Work to complete - Among the lines of data below, reproduce only those from the one with "Select concrete bench" through the one with "Select bench support", exactly as they stand, both ends included.

------------------------------------------------

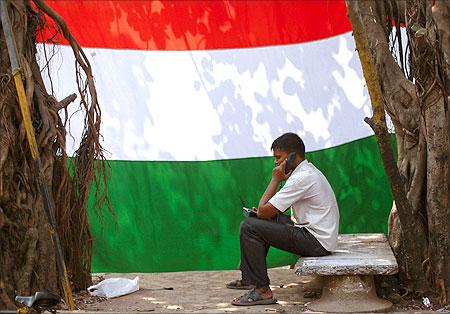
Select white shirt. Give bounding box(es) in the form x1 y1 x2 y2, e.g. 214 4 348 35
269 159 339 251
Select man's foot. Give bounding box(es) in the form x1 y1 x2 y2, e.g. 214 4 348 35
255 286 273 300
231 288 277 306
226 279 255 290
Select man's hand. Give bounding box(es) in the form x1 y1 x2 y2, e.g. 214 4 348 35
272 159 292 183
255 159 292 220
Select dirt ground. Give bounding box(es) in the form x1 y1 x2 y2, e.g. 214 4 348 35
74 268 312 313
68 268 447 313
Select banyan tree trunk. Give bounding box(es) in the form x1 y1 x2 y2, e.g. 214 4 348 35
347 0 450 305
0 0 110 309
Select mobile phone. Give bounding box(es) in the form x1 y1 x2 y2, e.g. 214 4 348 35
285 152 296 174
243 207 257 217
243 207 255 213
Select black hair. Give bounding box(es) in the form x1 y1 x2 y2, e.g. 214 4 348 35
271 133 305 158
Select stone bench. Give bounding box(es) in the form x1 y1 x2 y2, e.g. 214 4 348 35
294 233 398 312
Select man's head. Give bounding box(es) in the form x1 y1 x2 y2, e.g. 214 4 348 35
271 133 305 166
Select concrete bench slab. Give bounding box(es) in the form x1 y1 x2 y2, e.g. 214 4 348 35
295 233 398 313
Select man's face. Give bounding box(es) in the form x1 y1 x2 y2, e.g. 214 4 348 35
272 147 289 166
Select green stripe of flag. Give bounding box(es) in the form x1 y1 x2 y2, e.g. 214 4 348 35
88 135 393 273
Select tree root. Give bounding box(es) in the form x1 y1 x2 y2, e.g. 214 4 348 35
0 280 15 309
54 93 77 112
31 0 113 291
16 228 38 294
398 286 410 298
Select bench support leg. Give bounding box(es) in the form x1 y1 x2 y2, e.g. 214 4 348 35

------------------------------------------------

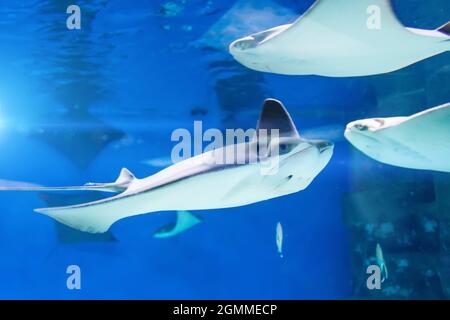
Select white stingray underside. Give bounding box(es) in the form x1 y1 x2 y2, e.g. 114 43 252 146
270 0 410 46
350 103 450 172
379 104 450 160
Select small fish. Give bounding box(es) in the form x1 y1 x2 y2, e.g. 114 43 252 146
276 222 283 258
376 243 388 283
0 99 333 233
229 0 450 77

------------------------------------------------

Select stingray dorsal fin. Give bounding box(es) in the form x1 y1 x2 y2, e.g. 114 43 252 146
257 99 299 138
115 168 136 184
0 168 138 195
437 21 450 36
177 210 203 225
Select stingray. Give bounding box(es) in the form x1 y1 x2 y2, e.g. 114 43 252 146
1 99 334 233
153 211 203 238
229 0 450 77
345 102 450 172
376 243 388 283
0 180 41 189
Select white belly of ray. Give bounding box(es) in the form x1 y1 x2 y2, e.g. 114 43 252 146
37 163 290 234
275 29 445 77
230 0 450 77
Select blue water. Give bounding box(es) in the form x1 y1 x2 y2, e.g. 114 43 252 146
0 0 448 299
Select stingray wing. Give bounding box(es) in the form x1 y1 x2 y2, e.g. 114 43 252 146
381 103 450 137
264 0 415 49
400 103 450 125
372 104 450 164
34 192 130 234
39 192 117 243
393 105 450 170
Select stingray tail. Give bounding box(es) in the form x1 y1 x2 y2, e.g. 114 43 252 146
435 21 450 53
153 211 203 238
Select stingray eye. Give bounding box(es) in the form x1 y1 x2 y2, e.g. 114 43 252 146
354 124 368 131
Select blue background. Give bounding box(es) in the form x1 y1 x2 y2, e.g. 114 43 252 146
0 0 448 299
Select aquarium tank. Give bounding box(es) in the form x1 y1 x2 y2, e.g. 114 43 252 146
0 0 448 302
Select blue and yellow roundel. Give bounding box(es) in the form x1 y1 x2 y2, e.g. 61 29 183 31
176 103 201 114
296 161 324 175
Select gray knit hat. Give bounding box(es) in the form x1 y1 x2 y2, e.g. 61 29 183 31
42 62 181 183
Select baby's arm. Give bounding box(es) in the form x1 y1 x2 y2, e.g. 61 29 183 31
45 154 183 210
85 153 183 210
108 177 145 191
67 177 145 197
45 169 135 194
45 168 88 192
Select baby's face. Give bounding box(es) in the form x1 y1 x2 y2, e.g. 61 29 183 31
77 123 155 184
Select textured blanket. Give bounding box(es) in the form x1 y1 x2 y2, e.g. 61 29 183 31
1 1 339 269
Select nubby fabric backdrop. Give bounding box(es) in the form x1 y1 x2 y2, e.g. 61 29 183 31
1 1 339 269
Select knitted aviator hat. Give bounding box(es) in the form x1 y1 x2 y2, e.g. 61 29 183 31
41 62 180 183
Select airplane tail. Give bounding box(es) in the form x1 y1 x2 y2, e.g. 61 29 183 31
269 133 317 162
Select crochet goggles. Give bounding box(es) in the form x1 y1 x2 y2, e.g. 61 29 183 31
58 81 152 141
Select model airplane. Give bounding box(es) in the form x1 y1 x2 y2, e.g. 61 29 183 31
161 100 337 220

------------------------------------------------

Solution for this exercise -
Select concrete bench slab. Give bounding box(es) in the form x1 y1 x2 y2, e.g. 214 4 348 35
295 233 398 313
Select man's face. Give bounding box(es) in the form x1 y1 x2 y2, e.g. 214 4 348 35
272 147 289 166
Select green stripe of flag. Give bounding box(es) in the form x1 y1 x2 y2, e.g. 214 4 348 35
88 135 393 273
Select tree root. Give bounding box(es) in the form x1 y1 x2 y2, e.g. 214 4 348 35
0 280 15 309
54 93 77 112
31 0 113 291
16 228 38 294
398 286 410 298
Select bench support leg. Give bounding box(es) in the form x1 y1 x2 y2, e.g. 214 4 348 35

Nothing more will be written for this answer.